■ **Kutipan Bacaan**:
Ketegangan antara Islam, nasionalisme, dan komunisme dalam anak-anak
didiknya disikapi dengan pernyataan yang humanis, bahkan terkesan
liberalis. Bagi Tjokro, pikiran-pikiran baru ini baik, dari manapun
datangnya, yang lebih penting adalah bagaimana jangan sampai
pikiran-pikiran ini tidak diterjemahkan dengan cara kekerasan. Berulang
kali Tjokro menekankan tentang bahaya kekerasan terhadap persatuan dan
persaudaraan dalam rumah (baca: bangsa) yang ia cita-citakan berhijrah
ke keadaan yang lebih baik.
Ini memang bukan gambaran yang akurat
tentang Tjokro historis, yang mencita-citakan pemerintahan baru oleh
pribumi di bawah naungan Islam. Tjokro historis dengan lantang
menyerukan perlawanan terhadap kapitalisme dan kolonialisme. Akan
tetapi, ia tidak setuju dengan sosialisme
a la Bolshevik. Lewat bukunya
Islam dan Sosialisme, ia menyatakan bahwa sosialisme yang benar adalah sosialisme
a la Islam yang diejawantahkan oleh Nabi Muhammad dulu.
Tjokro
historis juga pernah menyetujui berdirinya Tentara Kanjeng Nabi
Muhammad (TNKM) pada Februari 1918 sebagai respons atas tulisan yang
menghina Islam dalam surat kabar
Djawi Hiswara. Ini tentu
disonans dengan sosok Tjokro dalam film. Tjokro dalam film membiarkan
saja komunisme Bolshevik Semaoen, bahkan tanpa ada kontestasi ide, hanya
karena “Semaoen itu orang pintar. Pasti yang diperbuatnya ada
dasarnya.” Ketidakakurasian ini mungkin bisa dipahami sebagai sarana
untuk mengomentari keadaan Bangsa Indonesia sekarang, di mana tuduhan
bernada rasis kepada etnis Tionghoa, tuduhan komunis, dan kekerasan
sering dipakai menjadi alat politik.
Di samping itu, dilontarkan
juga komentar-komentar lain tentang pendidikan, agraria, pajak, serta
pentingnya koperasi bagi kesejahteraan buruh dan petani. Hal-hal
tersebut sebenarnya bisa saja dikembangkan untuk memperkuat relevansi
pesan film ini bagi Bangsa Indonesia di masa sekarang. Namun, alih-alih
dikuatkan sebagai kunci untuk menyelami pemikiran Tjokro dan anak-anak
didiknya di kala itu, mereka hanya mampir sekilas sebagai pengisi
dialog. Simak perdebatan antara kubu Agoes Salim dan kubu Semaoen
mengenai mana yang harus didahulukan antara pendidikan dan agraria,
contohnya. Yang nampak malah justru seperti debat kusir dengan
pengulangan kata-kata namun miskin argumentasi dan elaborasi. Sungguh
disayangkan, mengingat anak-anak didik Tjokro sebenarnya adalah
orator-orator ulung dengan kemampuan berargumentasi yang tajam seperti
yang ada dalam tulisan-tulisan mereka di koran.

■ **Data Tersedia**:
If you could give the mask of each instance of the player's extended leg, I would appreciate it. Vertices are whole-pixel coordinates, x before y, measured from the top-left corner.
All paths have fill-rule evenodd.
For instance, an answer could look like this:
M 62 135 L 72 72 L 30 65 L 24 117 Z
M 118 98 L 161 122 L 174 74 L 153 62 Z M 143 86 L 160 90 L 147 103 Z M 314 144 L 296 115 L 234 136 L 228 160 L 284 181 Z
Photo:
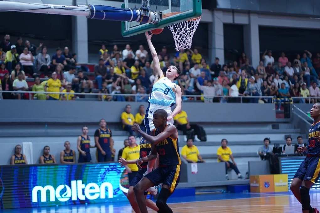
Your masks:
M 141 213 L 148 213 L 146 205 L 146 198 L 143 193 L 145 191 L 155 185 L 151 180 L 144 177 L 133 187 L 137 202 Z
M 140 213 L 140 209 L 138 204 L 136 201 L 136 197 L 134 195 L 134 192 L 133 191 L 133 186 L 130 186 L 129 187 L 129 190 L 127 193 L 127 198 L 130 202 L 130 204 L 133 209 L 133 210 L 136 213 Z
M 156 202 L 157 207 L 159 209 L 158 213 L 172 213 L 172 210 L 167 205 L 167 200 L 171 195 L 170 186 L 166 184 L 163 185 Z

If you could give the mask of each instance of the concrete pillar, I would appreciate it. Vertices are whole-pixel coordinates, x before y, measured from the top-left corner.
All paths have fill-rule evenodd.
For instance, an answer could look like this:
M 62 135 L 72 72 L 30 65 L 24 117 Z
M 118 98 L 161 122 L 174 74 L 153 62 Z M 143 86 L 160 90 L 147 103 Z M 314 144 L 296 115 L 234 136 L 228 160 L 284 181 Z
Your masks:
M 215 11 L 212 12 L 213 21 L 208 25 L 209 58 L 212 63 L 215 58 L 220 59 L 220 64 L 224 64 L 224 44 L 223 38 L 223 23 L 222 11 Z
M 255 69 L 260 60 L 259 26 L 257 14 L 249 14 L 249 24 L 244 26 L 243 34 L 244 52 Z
--
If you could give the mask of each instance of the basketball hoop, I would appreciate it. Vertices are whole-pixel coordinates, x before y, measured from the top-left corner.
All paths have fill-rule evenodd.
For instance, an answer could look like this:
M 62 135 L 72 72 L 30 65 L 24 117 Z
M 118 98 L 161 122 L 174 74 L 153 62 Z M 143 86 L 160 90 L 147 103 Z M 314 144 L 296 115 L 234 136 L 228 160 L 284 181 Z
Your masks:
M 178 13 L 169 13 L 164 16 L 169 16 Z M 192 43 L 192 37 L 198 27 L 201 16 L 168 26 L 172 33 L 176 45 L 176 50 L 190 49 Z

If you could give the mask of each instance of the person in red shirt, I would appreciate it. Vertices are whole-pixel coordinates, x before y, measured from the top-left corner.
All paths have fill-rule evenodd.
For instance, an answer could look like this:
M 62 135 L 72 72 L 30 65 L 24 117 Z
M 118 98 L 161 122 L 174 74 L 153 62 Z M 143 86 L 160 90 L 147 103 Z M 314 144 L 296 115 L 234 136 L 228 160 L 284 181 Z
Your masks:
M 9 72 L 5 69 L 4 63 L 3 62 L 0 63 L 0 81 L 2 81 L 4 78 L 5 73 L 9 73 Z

■ **Tugas Wajib 1**: Kutip bagian teks tentang Tjokro mulai dari "Ketegangan antara Islam, nasionalisme, dan" sampai dengan "yang lebih baik.".
■ **Tugas Wajib 2**: Menurut teks tentang Tjokro, kapan Tentara Kanjeng Nabi Muhammad (TNKM) berdiri?
■ **Tugas Wajib 3**: Teruskan teks tentang Tjokro mulai setelah kalimat terakhirnya.
Daftar tersebut merupakan bahan yang terpisah dari teks tentang Tjokro.

■ **Hasil Latihan 1**:
Ketegangan antara Islam, nasionalisme, dan komunisme dalam anak-anak
didiknya disikapi dengan pernyataan yang humanis, bahkan terkesan
liberalis. Bagi Tjokro, pikiran-pikiran baru ini baik, dari manapun
datangnya, yang lebih penting adalah bagaimana jangan sampai
pikiran-pikiran ini tidak diterjemahkan dengan cara kekerasan. Berulang
kali Tjokro menekankan tentang bahaya kekerasan terhadap persatuan dan
persaudaraan dalam rumah (baca: bangsa) yang ia cita-citakan berhijrah
ke keadaan yang lebih baik.

■ **Hasil Latihan 2**: Pada Februari 1918.

■ **Hasil Latihan 3**:
Pada akhirnya,
hijrah
yang dikehendaki Tjokro tetap kabur hingga akhir film. Kesan yang
tertinggal adalah bagaimana kita harus menaruh harapan kepada keadaan
yang lebih baik – keadaan yang “sama rata, sama rasa” bagi yang kaya
maupun yang miskin. Namun, dalam bentuk apakah ia mesti mewujud di masa
sekarang ini? Bagaimana juga cara mencapai keadaan yang lebih baik?
Apakah lewat nasionalisme yang arkaik di bawah negara? Ataukah lewat
sosok pemimpin yang mesianistik, pada sosok Ratu Adil atau Satrio
Piningit seperti Tjokro–seperti yang sering disematkan pada beberapa
Presiden Indonesia? Rupanya kontemporerisasi sosok Tjokro juga tidak
serta merta menjawab pertanyaan ini.
Secara filmis, film
Tjokro tidak
lebih baik dari biopik yang digarap Garin sebelumnya. Pejabat-pejabat
Belanda tampil sebagai tokoh jahat yang karikatural. Bahkan kepada
Belanda seperti Henk Sneevliet, yang ikut berjuang bagi Indonesia lewat
parlemen Belanda dan tulisan-tulisannya dikarikaturisasi dengan dialog
semacam, “Kita organisasi elit putih. Kita hanya tahu kopi dan kafe.”
Beberapa adegan juga menggunakan kosa gambar yang melodramatis, seperti
menangis di bawah hujan diiringi musik pengiring yang menyayat hati.
Kekuatan pengadeganan dari Garin justru muncul dalam
shot-shot
hitam putih di Penjara Kalisosok. Dengan absennya warna dan senyapnya
musik pengiring, emosi tampil menonjol lewat akting Reza Rahardian.
Sesungguhnya
Garin bisa memaksimalisasi filmnya dengan menghilangkan tokoh-tokoh
yang tidak terlalu sentral, seperti tokoh Bagong atau penyanyi teater.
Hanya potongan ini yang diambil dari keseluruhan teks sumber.